Extracted data entries

________________________________________

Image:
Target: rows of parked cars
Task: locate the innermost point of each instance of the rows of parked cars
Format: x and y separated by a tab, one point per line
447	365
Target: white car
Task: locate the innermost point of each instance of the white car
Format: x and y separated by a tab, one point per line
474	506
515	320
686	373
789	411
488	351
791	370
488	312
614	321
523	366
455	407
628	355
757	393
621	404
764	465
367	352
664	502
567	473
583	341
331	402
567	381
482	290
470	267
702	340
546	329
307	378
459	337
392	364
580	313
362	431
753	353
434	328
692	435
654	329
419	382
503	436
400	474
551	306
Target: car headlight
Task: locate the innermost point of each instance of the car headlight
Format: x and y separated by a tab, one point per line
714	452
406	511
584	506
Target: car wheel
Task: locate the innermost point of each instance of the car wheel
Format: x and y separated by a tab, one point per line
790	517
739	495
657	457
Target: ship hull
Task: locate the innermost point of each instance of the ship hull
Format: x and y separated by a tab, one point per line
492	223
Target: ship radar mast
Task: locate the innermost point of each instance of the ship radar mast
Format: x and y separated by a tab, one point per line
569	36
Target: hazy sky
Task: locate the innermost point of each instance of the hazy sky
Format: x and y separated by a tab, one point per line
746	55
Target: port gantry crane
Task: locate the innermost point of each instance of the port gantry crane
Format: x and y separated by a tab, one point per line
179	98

________________________________________

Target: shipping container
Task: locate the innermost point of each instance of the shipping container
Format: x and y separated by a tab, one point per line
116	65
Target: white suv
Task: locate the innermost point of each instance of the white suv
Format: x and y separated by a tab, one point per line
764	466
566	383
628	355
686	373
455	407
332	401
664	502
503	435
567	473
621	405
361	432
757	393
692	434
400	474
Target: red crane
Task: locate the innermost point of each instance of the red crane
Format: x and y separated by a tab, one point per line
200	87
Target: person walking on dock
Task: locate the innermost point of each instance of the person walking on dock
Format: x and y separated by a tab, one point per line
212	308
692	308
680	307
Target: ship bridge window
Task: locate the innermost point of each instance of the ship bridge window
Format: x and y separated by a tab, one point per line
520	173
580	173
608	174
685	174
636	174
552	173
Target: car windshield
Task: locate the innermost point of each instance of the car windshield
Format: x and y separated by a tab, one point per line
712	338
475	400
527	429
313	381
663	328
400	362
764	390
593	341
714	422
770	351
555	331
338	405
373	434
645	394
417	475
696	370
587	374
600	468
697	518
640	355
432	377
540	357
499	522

________________________________________

### TASK REQUIREMENTS:
Return a copy of every line in the records that includes the string "container".

### RESPONSE AREA:
Target: shipping container
Task: locate the innermost point of each instance of the shipping container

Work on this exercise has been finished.